Is End to End Encryption Good

The British government is reportedly about to start an ad campaign to convince the public that end-to-end encryption is bad.

They argue that end-to-end encryption allows terrorist, paedophiles and other criminals avoid detection.

I think this is wrong.

Firstly, I hope we can all agree that encryption in general is really good! Without it we couldn't buy anything on line. We couldn't do on-line banking etc. We couldn't work on our computers from home.

Encryption is vital to our day to day lives.

So why is end-to-end encryption different from the encryption we already use?

Almost all encrypted data we used daily is deciphered by a central entity. In the case of on-line banking and shopping, we create an encrypted channel with the bank or shop, so that nobody else can read (or alter) the messages.

With end-to-end encryption there is no central entity that can read the messages.

For example, if whatsapp uses end-to-end encryption, and I talk to my brother, only he and I can see the messages. Whatsapp (Facebook) cannot read the messages, because they don't have the decryption keys. Only my brother and I have them.

But can't we already do that?

Yes we can. There are numerous ways that we could set up end-to-end encryption, but we don't tend to, because it is tricky to set up. For example, we could use PGP and old-fashioned e-mail.

**DATASET EXCERPTS:**
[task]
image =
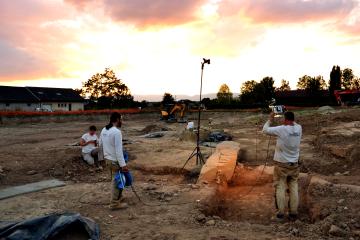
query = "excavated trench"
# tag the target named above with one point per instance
(250, 197)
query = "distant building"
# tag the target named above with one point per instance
(39, 99)
(303, 98)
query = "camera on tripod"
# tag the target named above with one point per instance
(277, 109)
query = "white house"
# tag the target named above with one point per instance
(39, 98)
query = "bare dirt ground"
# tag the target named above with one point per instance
(330, 207)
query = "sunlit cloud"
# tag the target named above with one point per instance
(159, 47)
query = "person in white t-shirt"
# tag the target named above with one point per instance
(89, 143)
(286, 157)
(111, 144)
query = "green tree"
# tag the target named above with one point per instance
(224, 94)
(355, 83)
(248, 87)
(312, 84)
(168, 99)
(347, 78)
(285, 86)
(107, 90)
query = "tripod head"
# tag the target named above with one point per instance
(205, 61)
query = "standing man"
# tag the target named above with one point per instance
(286, 171)
(111, 143)
(89, 149)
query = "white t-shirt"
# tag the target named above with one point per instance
(111, 143)
(87, 137)
(287, 142)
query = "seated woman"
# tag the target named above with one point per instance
(89, 144)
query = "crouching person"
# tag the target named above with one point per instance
(286, 170)
(89, 143)
(111, 144)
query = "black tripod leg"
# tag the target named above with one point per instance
(190, 157)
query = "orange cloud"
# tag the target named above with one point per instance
(288, 11)
(27, 49)
(144, 13)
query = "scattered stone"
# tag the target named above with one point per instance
(154, 135)
(194, 186)
(200, 218)
(326, 109)
(31, 172)
(356, 233)
(336, 231)
(295, 232)
(58, 172)
(211, 222)
(150, 187)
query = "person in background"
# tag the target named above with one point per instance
(286, 161)
(111, 144)
(89, 143)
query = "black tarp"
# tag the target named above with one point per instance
(51, 227)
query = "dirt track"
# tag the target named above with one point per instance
(330, 149)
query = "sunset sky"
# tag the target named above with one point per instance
(157, 45)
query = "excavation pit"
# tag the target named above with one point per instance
(249, 197)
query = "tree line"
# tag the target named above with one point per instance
(106, 91)
(260, 93)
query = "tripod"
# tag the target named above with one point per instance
(197, 152)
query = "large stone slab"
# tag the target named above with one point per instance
(221, 163)
(31, 187)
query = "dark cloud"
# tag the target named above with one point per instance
(288, 11)
(145, 12)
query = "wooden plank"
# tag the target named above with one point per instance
(31, 187)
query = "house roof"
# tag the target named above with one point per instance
(16, 94)
(38, 94)
(56, 94)
(299, 93)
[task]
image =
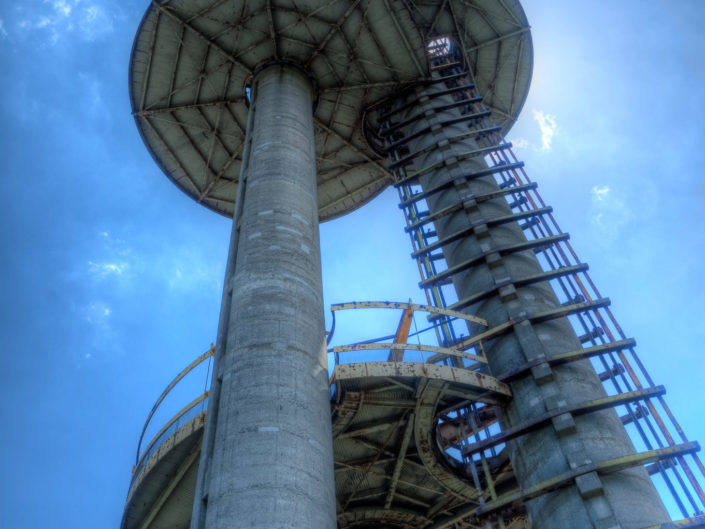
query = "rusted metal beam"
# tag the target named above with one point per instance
(445, 351)
(520, 497)
(464, 377)
(401, 305)
(575, 410)
(402, 335)
(400, 461)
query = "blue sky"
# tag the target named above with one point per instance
(111, 277)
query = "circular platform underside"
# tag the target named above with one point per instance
(191, 60)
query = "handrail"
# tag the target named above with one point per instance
(405, 305)
(181, 375)
(175, 418)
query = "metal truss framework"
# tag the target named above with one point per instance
(669, 456)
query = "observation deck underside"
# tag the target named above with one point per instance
(390, 468)
(192, 62)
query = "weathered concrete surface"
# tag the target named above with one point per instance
(628, 499)
(272, 458)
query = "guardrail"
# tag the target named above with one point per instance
(194, 408)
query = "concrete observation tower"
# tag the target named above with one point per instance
(532, 409)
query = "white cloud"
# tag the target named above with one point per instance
(548, 126)
(520, 143)
(88, 18)
(609, 213)
(106, 269)
(600, 193)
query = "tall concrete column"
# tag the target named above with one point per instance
(271, 457)
(627, 499)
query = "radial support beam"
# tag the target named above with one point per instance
(272, 455)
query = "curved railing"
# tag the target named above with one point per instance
(193, 409)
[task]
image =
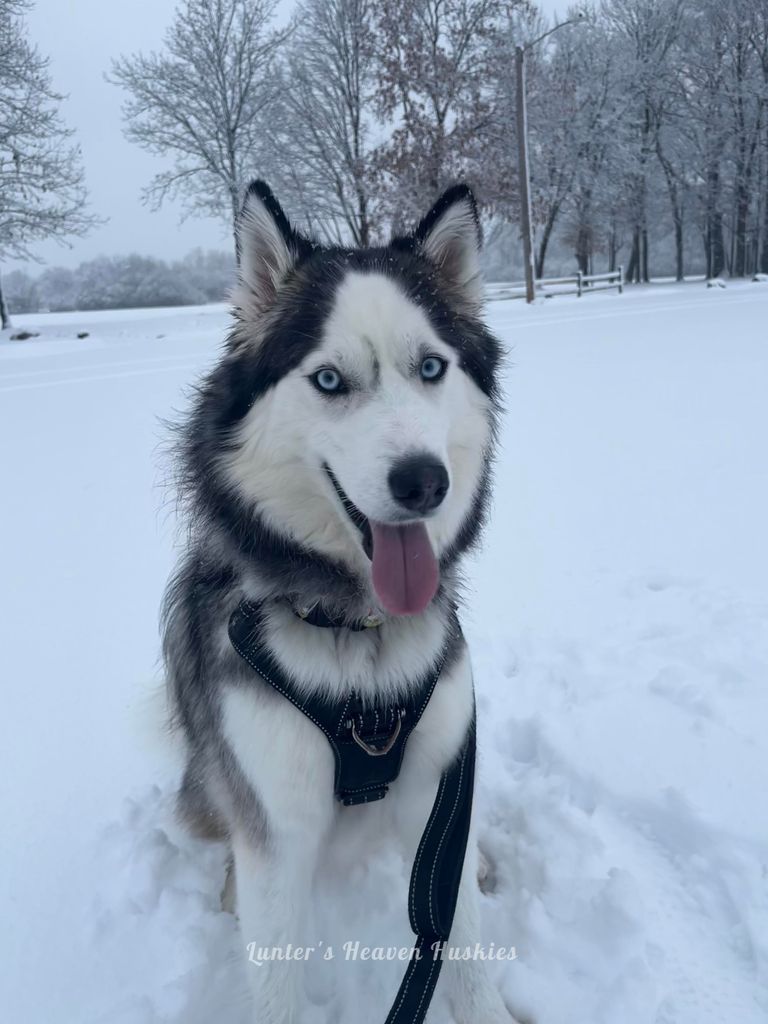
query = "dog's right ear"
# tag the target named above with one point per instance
(267, 250)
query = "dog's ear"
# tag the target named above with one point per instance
(450, 238)
(267, 249)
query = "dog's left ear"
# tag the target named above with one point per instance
(450, 238)
(268, 248)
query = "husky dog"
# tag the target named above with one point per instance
(336, 459)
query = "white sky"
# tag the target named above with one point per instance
(81, 37)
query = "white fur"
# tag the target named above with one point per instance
(376, 337)
(288, 762)
(290, 433)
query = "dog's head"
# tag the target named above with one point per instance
(345, 438)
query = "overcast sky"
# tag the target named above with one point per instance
(81, 37)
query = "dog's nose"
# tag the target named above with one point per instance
(419, 483)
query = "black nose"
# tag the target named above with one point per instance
(419, 483)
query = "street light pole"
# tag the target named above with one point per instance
(526, 221)
(526, 226)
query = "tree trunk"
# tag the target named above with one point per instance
(679, 249)
(742, 212)
(582, 253)
(612, 248)
(546, 236)
(714, 236)
(4, 314)
(644, 249)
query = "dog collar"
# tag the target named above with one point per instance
(314, 614)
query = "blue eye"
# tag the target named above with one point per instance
(328, 380)
(432, 369)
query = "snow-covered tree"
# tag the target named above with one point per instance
(321, 126)
(42, 189)
(203, 101)
(435, 64)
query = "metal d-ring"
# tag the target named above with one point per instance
(377, 752)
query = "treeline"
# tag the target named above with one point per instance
(123, 283)
(648, 126)
(648, 129)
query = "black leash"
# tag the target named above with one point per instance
(368, 744)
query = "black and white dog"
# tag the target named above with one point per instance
(335, 469)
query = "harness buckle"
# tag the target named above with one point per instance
(378, 752)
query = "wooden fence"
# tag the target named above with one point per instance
(580, 284)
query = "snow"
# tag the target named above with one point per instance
(619, 622)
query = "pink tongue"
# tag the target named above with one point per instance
(404, 568)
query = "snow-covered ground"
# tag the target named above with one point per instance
(619, 622)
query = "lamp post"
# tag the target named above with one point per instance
(526, 224)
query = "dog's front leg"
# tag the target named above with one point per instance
(273, 884)
(288, 762)
(472, 994)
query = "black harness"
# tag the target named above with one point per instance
(368, 744)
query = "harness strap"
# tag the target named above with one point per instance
(434, 885)
(368, 744)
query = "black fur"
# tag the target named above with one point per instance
(248, 371)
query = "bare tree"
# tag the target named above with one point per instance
(321, 126)
(203, 100)
(42, 190)
(435, 61)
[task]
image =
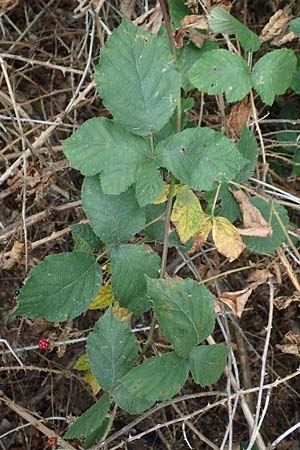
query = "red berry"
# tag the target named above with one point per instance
(52, 442)
(43, 345)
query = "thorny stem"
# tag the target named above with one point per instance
(172, 181)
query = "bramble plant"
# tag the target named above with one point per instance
(144, 169)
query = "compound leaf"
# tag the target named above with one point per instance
(269, 244)
(220, 21)
(158, 378)
(185, 311)
(61, 287)
(90, 420)
(112, 350)
(187, 214)
(199, 157)
(219, 71)
(207, 363)
(130, 402)
(137, 79)
(129, 264)
(273, 74)
(109, 214)
(101, 146)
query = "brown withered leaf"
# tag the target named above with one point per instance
(291, 344)
(227, 239)
(237, 300)
(254, 223)
(238, 117)
(276, 25)
(282, 40)
(284, 301)
(195, 21)
(150, 21)
(7, 5)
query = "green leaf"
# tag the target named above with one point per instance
(207, 363)
(149, 183)
(199, 157)
(158, 378)
(268, 244)
(295, 84)
(185, 311)
(137, 79)
(103, 146)
(61, 287)
(129, 264)
(178, 10)
(156, 231)
(188, 55)
(220, 21)
(129, 402)
(109, 214)
(86, 233)
(294, 26)
(273, 74)
(247, 146)
(90, 420)
(218, 72)
(112, 350)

**TASK REQUIREMENTS:**
[A] In the end-to-end encryption text, swap "central entity" for "central authority" in the passage between "Firstly, I hope" and "already do that?", inclusive.
[B] According to the end-to-end encryption text, what is the British government reportedly about to start?
The lines have no connection to the end-to-end encryption text.

**ANSWERS:**
[A]
Firstly, I hope we can all agree that encryption in general is really good! Without it we couldn't buy anything on line. We couldn't do on-line banking etc. We couldn't work on our computers from home.

Encryption is vital to our day to day lives.

So why is end-to-end encryption different from the encryption we already use?

Almost all encrypted data we used daily is deciphered by a central authority. In the case of on-line banking and shopping, we create an encrypted channel with the bank or shop, so that nobody else can read (or alter) the messages.

With end-to-end encryption there is no central authority that can read the messages.

For example, if whatsapp uses end-to-end encryption, and I talk to my brother, only he and I can see the messages. Whatsapp (Facebook) cannot read the messages, because they don't have the decryption keys. Only my brother and I have them.

But can't we already do that?

[B] An ad campaign to convince the public that end-to-end encryption is bad.